-------- TRECHO SELECIONADO

Isso é o que alguns policiais militares (por que militares? Até quando vamos conviver com essa herança da ditadura?) fazem na periferia, nos bairros pobres onde também eles moram, onde o desamparo em relação à lei é mais antigo e mais radical do que nas regiões centrais da cidade. Nas ruas escuras das periferias, os policiais cumprem seu dever de vingança e atiram no entregador de pizza. Atiram no menino que esperava a noiva no ponto de ônibus ou nos anônimos que conversam desprevenidos numa esquina qualquer. No motoboy que fugiu assustado – Quem mandou fugir? Alguma ele fez... Não percebem – ou percebem? – que o arbítrio e a truculência com que tratam a população pobre contribui para o prestígio dos chefes do crime, que às vezes se oferecem às comunidades como única alternativa de proteção.
Assim a polícia vem “tranquilizando” a cidade ao apresentar um número de cadáveres “suspeitos” superior ao número de seus companheiros mortos pelo terrorismo do tráfico. Suspeitos que não terão nem ao menos a sorte do brasileiro Jean Charles, cuja morte será cobrada da polícia inglesa porque dela se espera que não execute sumariamente os cidadãos que aborda, por mais suspeitos que possam parecer. Não é o caso dos meninos daqui; no Brasil, ninguém, a não ser os familiares das vítimas, reprova a polícia pelas execuções sumárias de centenas de “suspeitos”. Mas até mesmo os familiares têm medo de denunciar o arbítrio e sofrer retaliações.
Aqui, achamos melhor fingir que os suspeitos eram perigosos e que o assassinato deles é condição para nossa segurança. Deixemos Marcola em paz, pois ele só cuida de seus negócios. Negócios que, se legalizados, deixariam o campo de forças muito mais claro e menos violento (morre muito mais gente inocente na guerra do tráfico do que morreriam de overdose, se as drogas fossem liberadas – disso estou certa). Mas são negócios cujos lucros astronômicos dependem da ilegalidade. O crime é que compensa.

----------------
-------- DADOS FORNECIDOS

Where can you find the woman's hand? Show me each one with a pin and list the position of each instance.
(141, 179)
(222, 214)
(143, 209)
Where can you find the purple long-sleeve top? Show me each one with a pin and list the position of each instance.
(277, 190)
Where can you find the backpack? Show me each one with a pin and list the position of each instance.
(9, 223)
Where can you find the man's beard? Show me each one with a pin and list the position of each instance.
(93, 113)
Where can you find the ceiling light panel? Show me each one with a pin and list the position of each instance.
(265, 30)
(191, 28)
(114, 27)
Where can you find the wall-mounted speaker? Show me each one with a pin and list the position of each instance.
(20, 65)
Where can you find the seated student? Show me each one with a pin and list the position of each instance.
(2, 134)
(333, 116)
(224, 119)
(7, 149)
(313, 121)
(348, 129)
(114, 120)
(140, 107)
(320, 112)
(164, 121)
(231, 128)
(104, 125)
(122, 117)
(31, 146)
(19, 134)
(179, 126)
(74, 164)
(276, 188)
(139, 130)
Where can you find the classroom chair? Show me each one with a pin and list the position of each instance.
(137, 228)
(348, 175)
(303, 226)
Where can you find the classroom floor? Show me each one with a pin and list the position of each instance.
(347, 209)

----------------
-------- DADOS FORNECIDOS

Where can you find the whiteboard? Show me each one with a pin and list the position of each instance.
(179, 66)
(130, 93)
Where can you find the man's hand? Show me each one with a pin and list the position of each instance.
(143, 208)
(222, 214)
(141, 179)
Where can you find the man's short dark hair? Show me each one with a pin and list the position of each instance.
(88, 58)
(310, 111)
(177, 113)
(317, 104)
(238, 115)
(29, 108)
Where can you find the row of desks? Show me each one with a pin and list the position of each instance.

----------------

▶ **TAREFA PROPOSTA**:
Responda às perguntas abaixo com base no trecho:
1. Em que lugares, segundo o trecho, alguns policiais militares agem dessa forma?
2. De qual polícia será cobrada a morte do brasileiro Jean Charles?
3. De que dependem os lucros astronômicos dos negócios mencionados no final?

▶ **RESPOSTA**:
1. Na periferia, nos bairros pobres onde eles também moram.
2. Da polícia inglesa.
3. Da ilegalidade.